> **Goal**
Your copy should begin at the line containing "-- sample [189,480]." and end at the last line of the records; transcribe those lines exactly and leave out every picture.

> **Entries provided**
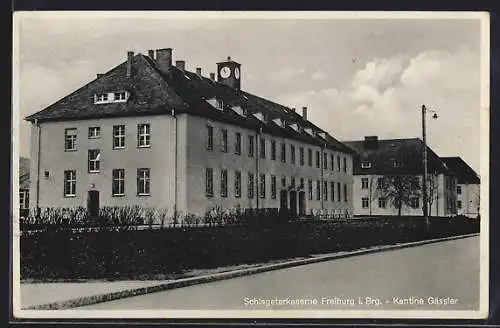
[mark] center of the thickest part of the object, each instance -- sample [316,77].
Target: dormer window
[111,97]
[366,165]
[216,103]
[240,111]
[101,98]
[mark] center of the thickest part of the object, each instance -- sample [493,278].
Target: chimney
[151,54]
[180,64]
[164,60]
[130,54]
[371,142]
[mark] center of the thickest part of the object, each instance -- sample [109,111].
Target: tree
[399,189]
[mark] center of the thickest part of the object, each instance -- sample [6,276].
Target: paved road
[446,270]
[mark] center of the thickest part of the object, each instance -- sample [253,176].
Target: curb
[89,300]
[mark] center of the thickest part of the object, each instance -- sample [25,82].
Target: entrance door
[93,204]
[302,203]
[293,203]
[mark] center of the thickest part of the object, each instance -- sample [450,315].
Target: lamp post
[425,207]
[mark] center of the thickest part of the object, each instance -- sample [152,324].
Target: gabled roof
[406,152]
[153,92]
[465,173]
[24,173]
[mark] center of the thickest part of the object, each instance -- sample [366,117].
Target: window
[273,150]
[415,202]
[364,202]
[223,141]
[262,185]
[118,187]
[237,144]
[262,148]
[251,146]
[210,137]
[94,132]
[70,139]
[143,135]
[309,188]
[118,136]
[143,182]
[283,152]
[120,96]
[70,183]
[223,183]
[366,165]
[380,183]
[94,156]
[382,202]
[237,184]
[273,187]
[24,196]
[250,185]
[100,98]
[209,181]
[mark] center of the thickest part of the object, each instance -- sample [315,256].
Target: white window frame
[70,182]
[119,133]
[94,161]
[120,179]
[143,182]
[366,165]
[94,132]
[70,135]
[144,135]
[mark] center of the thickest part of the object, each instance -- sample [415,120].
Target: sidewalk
[56,296]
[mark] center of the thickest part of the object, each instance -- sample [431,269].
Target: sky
[357,76]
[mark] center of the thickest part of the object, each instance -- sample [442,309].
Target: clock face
[224,72]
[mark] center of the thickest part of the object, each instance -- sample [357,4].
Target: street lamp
[425,207]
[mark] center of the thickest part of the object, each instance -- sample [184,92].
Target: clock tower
[228,73]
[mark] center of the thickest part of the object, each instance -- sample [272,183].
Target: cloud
[385,96]
[319,75]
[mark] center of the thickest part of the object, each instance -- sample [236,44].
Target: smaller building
[388,176]
[468,186]
[24,186]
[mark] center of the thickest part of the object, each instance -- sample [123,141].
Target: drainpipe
[38,168]
[175,166]
[257,155]
[322,193]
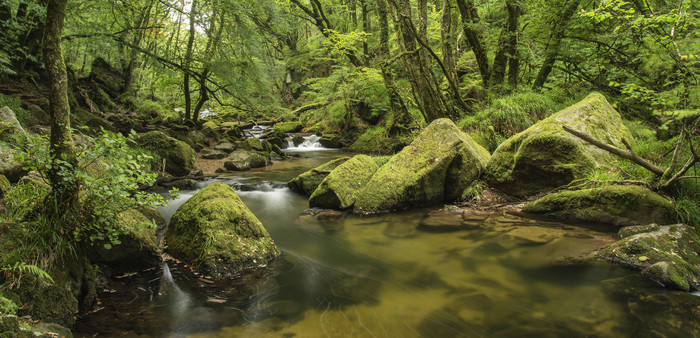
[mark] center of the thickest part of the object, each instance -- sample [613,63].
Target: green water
[500,275]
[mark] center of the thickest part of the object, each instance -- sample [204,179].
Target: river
[500,275]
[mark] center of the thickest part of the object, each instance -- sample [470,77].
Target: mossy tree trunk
[64,191]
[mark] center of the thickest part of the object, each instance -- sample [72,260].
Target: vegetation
[372,73]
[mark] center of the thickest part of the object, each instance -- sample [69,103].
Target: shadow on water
[418,273]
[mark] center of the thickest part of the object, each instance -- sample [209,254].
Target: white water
[310,144]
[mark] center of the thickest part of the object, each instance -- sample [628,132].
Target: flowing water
[499,275]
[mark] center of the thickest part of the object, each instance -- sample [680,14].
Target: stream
[500,275]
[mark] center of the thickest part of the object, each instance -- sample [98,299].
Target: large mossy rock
[340,188]
[241,159]
[178,155]
[288,127]
[614,204]
[137,249]
[544,156]
[665,254]
[307,182]
[217,235]
[10,167]
[437,166]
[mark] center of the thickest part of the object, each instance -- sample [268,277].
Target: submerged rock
[614,204]
[241,159]
[307,182]
[137,249]
[544,156]
[437,166]
[179,157]
[666,254]
[340,188]
[217,235]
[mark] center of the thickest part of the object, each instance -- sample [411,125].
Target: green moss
[435,167]
[666,254]
[545,157]
[614,204]
[217,234]
[340,188]
[307,182]
[288,127]
[179,157]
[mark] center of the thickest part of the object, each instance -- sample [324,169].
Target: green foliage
[507,116]
[109,175]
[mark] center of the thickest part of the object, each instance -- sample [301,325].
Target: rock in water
[241,159]
[437,166]
[340,188]
[665,254]
[544,156]
[217,235]
[307,182]
[615,204]
[179,157]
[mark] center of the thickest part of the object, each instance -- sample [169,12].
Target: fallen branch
[627,154]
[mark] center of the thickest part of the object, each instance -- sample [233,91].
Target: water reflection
[418,273]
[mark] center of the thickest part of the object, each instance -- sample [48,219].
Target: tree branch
[627,154]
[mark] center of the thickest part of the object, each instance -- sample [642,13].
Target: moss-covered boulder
[288,127]
[340,188]
[666,254]
[217,235]
[241,159]
[544,156]
[137,249]
[179,157]
[307,182]
[10,167]
[614,204]
[436,167]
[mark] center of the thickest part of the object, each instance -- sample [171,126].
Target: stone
[666,254]
[10,167]
[7,116]
[544,156]
[614,204]
[225,147]
[288,127]
[218,235]
[213,154]
[436,167]
[340,188]
[307,182]
[240,160]
[179,157]
[137,249]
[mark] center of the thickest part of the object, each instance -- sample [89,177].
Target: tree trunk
[63,192]
[554,45]
[470,18]
[188,61]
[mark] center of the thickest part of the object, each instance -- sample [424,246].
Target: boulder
[10,167]
[340,188]
[544,156]
[613,204]
[217,235]
[330,141]
[225,147]
[436,167]
[213,154]
[179,157]
[137,249]
[307,182]
[288,127]
[665,254]
[240,160]
[7,117]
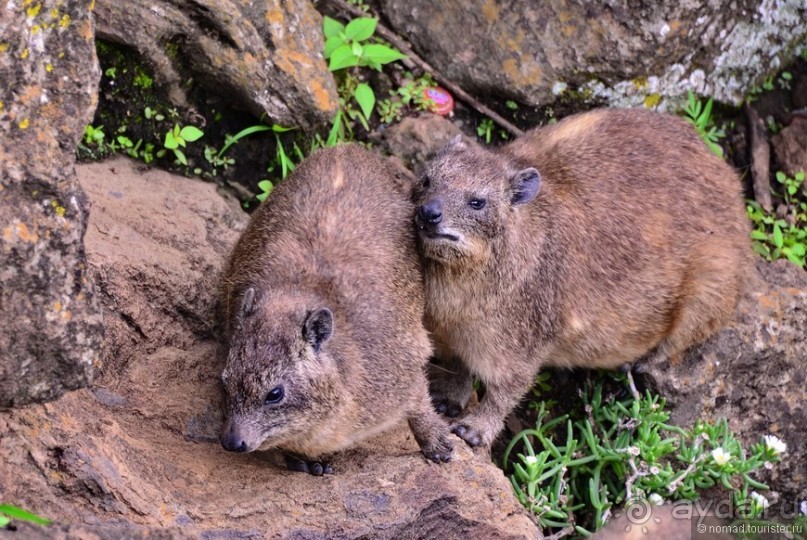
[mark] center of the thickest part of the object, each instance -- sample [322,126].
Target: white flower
[776,444]
[760,501]
[720,456]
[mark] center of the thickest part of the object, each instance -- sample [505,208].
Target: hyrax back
[324,306]
[604,238]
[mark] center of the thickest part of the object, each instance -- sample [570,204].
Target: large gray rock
[51,323]
[753,374]
[627,52]
[140,450]
[266,55]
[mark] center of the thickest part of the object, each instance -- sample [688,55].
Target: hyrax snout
[610,236]
[324,308]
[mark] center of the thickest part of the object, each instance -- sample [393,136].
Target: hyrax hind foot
[315,468]
[450,386]
[432,435]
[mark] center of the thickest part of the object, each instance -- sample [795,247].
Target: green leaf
[240,135]
[366,98]
[343,57]
[778,239]
[381,54]
[331,27]
[170,141]
[23,515]
[180,156]
[360,29]
[266,188]
[331,44]
[191,133]
[335,134]
[715,148]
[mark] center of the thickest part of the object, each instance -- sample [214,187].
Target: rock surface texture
[790,146]
[753,374]
[51,322]
[267,54]
[623,51]
[139,451]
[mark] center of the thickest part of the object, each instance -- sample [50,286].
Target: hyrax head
[465,198]
[279,374]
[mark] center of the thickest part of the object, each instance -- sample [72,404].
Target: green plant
[94,136]
[413,91]
[782,237]
[150,113]
[700,116]
[390,111]
[266,188]
[575,469]
[485,129]
[142,79]
[177,137]
[350,46]
[347,46]
[9,512]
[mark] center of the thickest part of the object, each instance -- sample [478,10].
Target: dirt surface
[138,453]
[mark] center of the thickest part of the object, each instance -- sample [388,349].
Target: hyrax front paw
[450,386]
[432,434]
[473,432]
[312,467]
[439,449]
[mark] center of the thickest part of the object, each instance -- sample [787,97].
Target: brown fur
[636,243]
[336,234]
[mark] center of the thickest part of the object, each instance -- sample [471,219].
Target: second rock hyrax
[324,307]
[608,237]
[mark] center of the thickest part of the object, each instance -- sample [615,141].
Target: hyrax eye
[275,395]
[477,204]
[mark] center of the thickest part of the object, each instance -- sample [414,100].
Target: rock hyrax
[612,235]
[324,308]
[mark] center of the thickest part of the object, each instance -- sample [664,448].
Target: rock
[752,373]
[416,139]
[71,531]
[266,55]
[626,52]
[141,448]
[790,146]
[52,330]
[799,93]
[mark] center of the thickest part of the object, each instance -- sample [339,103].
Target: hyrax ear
[318,327]
[248,302]
[525,185]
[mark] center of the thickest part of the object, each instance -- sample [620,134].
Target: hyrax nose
[432,211]
[232,442]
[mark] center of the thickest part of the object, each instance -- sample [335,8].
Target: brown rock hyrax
[324,307]
[607,237]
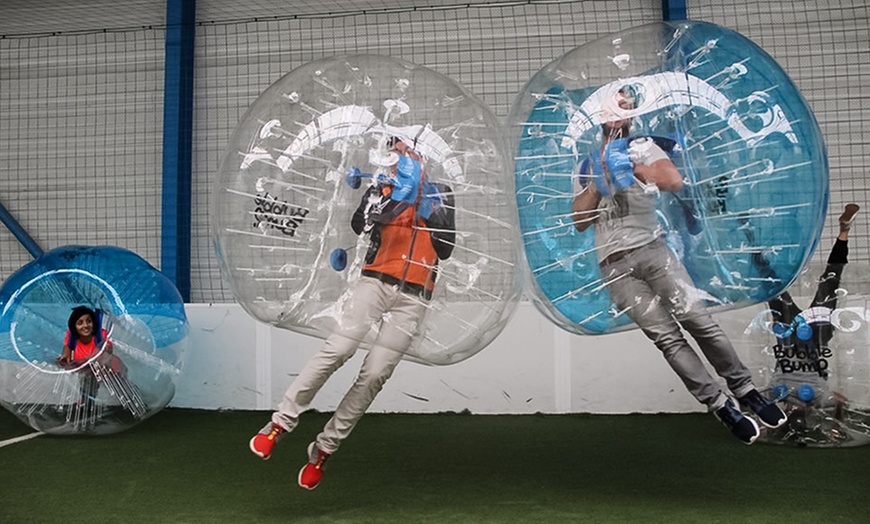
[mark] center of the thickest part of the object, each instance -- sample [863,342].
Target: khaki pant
[396,317]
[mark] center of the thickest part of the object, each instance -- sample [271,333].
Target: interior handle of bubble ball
[20,233]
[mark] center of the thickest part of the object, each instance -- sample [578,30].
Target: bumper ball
[750,152]
[305,153]
[814,360]
[137,360]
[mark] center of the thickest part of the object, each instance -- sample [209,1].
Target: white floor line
[20,439]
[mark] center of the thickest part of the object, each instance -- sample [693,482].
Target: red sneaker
[265,440]
[311,473]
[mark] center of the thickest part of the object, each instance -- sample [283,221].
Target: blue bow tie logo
[798,327]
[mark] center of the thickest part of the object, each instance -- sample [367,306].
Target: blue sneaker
[741,427]
[768,412]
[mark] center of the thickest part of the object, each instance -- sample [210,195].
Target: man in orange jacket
[410,223]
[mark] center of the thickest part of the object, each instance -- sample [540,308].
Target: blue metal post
[177,143]
[673,10]
[20,233]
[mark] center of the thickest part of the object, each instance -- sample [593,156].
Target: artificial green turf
[190,466]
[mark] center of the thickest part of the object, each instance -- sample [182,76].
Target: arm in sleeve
[442,222]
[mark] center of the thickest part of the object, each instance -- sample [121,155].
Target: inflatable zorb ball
[297,167]
[144,318]
[814,360]
[749,150]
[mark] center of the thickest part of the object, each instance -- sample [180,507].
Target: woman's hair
[79,312]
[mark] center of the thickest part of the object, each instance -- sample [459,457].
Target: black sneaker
[741,427]
[768,412]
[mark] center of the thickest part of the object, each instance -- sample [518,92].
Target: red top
[83,350]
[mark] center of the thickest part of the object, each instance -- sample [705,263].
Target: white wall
[236,362]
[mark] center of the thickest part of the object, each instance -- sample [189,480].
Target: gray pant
[373,302]
[658,294]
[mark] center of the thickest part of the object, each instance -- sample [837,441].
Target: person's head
[613,124]
[82,322]
[398,145]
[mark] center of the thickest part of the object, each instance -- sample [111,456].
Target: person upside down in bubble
[616,190]
[802,350]
[410,224]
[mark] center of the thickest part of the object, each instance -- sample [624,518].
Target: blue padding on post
[177,143]
[673,10]
[20,233]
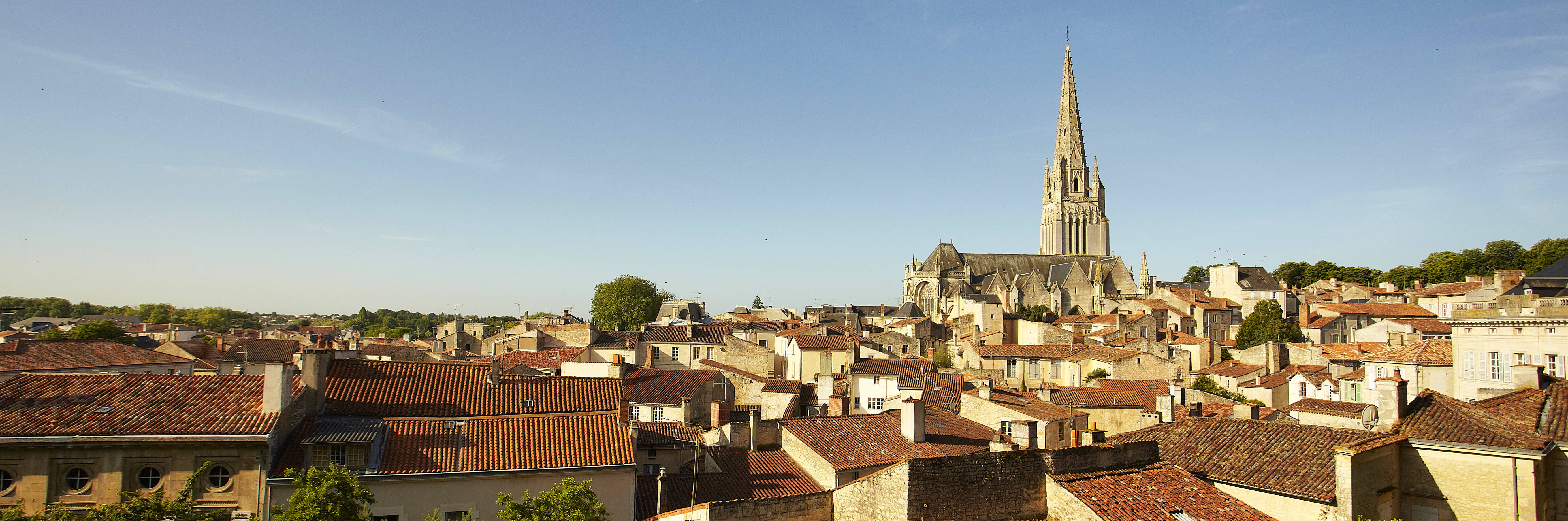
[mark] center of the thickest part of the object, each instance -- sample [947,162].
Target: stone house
[89,357]
[140,434]
[1291,471]
[675,394]
[1026,418]
[451,437]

> **Task output**
[mark] center of the thickest part of the object, each instance -- sample [189,480].
Target: gray pant
[373,302]
[658,294]
[mark] center of the thickest part of the object, each instance -- sample [837,441].
Target: person's head
[613,124]
[82,322]
[398,145]
[mark] center of the thickest part of the object, each instance -- sample [111,456].
Target: person upside down in bubble
[616,190]
[802,350]
[410,224]
[mark] center of the thickest part of the object, each instance -- sample [624,518].
Target: blue padding on post
[177,143]
[673,10]
[20,233]
[mark] center of the thickest part of the object, each instance -- sample [947,162].
Target: stone house
[89,357]
[140,434]
[1291,471]
[675,394]
[1026,418]
[451,437]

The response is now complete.